**YOUR OBJECTIVE:** Go to the line containing "Check that every instance of the oval" in the records below. Repeat it and the lines after it exactly, all the way to the end.

(Region pointing data)
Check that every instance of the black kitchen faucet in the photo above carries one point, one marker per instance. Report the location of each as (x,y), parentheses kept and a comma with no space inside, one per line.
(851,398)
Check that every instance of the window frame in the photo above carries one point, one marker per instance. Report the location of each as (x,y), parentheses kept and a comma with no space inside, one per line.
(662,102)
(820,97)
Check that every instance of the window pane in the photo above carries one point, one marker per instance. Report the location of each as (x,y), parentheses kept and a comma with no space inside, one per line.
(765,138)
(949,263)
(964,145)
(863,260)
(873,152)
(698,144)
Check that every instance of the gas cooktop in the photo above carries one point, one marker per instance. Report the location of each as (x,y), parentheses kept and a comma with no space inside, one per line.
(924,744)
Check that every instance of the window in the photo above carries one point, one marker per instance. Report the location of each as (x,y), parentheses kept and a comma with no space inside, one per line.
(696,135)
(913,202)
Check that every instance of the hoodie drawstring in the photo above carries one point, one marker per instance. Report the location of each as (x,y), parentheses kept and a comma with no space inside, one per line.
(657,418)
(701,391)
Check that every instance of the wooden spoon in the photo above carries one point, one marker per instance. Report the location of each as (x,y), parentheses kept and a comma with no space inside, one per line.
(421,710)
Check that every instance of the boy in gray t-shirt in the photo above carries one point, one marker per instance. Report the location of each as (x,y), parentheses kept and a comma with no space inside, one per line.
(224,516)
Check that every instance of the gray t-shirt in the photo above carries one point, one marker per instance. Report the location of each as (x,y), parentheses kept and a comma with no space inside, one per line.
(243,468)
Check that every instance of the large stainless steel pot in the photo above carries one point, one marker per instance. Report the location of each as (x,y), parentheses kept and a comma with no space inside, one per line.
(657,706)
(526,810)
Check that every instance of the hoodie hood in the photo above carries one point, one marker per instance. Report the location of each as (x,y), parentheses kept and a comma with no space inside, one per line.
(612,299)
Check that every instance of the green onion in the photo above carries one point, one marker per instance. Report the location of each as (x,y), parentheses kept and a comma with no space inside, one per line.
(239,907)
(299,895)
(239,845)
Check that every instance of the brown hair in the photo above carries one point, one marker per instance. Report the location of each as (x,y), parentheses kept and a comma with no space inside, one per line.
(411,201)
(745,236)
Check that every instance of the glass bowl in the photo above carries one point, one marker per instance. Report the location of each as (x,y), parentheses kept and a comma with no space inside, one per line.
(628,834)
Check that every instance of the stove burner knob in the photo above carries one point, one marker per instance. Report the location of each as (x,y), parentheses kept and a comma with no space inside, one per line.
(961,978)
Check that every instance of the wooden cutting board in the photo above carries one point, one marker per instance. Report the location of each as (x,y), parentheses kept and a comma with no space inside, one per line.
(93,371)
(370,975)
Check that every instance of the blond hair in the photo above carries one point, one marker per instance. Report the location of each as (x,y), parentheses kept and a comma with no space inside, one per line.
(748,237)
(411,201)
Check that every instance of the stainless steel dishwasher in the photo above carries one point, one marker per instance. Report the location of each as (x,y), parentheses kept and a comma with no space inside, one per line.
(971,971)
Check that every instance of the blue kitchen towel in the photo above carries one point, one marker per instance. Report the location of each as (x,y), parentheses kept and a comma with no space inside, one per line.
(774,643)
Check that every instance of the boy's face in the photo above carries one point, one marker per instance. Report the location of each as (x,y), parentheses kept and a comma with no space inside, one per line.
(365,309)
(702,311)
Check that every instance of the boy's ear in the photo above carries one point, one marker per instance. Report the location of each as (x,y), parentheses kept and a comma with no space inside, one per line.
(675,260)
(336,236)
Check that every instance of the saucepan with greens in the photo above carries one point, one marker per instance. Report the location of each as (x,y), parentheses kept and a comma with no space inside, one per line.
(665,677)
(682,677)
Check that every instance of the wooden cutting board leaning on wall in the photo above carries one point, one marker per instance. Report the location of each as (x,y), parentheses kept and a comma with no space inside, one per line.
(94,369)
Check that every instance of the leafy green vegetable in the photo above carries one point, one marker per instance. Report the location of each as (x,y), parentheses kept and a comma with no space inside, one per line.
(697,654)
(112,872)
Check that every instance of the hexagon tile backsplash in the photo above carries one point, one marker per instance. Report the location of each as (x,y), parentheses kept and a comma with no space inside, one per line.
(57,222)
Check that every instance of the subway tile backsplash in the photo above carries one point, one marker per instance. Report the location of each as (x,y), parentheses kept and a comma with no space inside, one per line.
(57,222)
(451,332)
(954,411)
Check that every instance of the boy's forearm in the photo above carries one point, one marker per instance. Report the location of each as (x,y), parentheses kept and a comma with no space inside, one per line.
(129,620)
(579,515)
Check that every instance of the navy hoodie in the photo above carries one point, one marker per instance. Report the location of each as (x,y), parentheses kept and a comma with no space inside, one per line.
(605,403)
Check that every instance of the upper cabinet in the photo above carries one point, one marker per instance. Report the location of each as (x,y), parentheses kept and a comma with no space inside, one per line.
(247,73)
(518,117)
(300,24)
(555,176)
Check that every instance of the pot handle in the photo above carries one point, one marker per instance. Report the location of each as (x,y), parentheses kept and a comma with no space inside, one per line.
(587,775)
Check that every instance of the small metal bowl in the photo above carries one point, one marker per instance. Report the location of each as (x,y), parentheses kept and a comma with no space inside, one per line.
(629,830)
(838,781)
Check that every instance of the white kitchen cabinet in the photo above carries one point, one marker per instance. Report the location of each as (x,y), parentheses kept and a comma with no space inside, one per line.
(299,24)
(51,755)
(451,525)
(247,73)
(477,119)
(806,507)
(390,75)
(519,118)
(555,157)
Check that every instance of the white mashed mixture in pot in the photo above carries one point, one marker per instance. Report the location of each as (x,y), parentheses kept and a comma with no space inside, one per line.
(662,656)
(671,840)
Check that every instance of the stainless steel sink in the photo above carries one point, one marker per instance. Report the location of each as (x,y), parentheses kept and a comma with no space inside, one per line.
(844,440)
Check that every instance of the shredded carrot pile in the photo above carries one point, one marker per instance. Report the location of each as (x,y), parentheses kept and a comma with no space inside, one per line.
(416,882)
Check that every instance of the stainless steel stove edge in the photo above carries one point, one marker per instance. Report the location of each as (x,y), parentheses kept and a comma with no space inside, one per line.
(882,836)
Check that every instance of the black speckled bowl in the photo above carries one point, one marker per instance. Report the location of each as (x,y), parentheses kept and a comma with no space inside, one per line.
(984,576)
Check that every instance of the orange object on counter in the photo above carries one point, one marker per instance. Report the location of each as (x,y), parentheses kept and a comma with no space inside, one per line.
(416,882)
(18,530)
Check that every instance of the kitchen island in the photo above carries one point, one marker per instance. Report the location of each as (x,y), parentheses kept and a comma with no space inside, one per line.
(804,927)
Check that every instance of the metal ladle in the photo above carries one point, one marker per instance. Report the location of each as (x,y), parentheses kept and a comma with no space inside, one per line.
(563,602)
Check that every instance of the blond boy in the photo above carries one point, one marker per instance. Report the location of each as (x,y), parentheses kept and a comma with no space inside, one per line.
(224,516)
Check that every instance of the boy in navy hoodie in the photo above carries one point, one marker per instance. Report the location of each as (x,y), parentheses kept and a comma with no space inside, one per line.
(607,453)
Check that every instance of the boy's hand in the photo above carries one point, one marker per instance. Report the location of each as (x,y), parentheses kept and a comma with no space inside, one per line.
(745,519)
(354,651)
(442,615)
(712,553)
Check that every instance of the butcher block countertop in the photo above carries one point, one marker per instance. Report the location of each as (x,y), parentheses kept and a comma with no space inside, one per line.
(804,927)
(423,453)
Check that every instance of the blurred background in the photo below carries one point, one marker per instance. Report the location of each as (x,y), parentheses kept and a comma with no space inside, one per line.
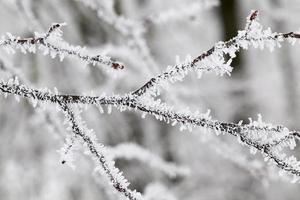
(147,36)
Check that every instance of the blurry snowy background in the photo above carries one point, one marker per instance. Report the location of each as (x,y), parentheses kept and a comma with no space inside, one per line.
(161,32)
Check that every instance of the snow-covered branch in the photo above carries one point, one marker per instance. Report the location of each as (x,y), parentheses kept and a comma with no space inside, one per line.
(213,60)
(105,165)
(52,43)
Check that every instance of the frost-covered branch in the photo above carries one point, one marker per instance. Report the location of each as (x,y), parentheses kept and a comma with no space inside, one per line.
(213,60)
(52,43)
(105,165)
(259,136)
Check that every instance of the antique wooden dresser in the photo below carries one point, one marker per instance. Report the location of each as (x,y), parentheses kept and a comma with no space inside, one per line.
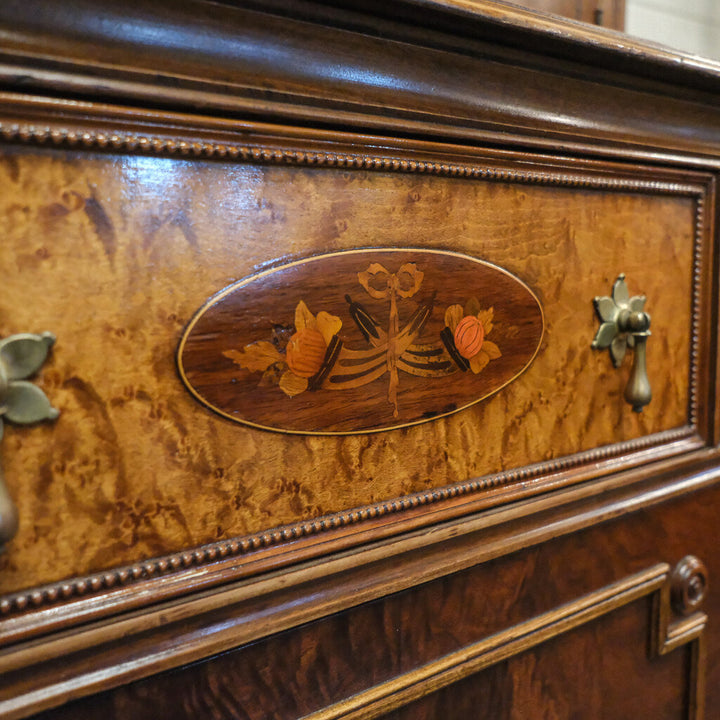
(357,360)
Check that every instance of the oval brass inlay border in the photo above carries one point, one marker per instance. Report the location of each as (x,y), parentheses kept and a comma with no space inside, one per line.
(360,341)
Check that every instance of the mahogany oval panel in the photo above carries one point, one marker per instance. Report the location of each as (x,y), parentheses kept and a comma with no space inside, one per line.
(360,341)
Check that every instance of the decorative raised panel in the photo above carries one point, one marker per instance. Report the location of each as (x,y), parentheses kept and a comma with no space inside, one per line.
(571,468)
(666,636)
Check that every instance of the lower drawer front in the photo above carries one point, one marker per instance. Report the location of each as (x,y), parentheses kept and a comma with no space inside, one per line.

**EXERCISE SOLUTION:**
Check that every instance of the oval brass inlay border in the photo above carries one point, one marker per instance. Report the location of each as (x,y), parentheses kept and a comma with no space inside, one per line.
(360,341)
Check that every instance of the mahogany oval panel in the photo above carries one point, one marker per instance. Report the location of each as (x,y), parentheses kept and a comma with no space inside, one per line.
(360,341)
Check that every instance of the decorative raised panel in the photo above carries one point, one marker per instance. Report the location of each as (x,y), parentheses kept and a comma with no space inside, one per line.
(571,468)
(666,636)
Check that every instance of the lower drawer front in the photo above carries one point, one marker per instance. Report the location of each as (x,y), parentheses kept and a comma with no space inside, one per line.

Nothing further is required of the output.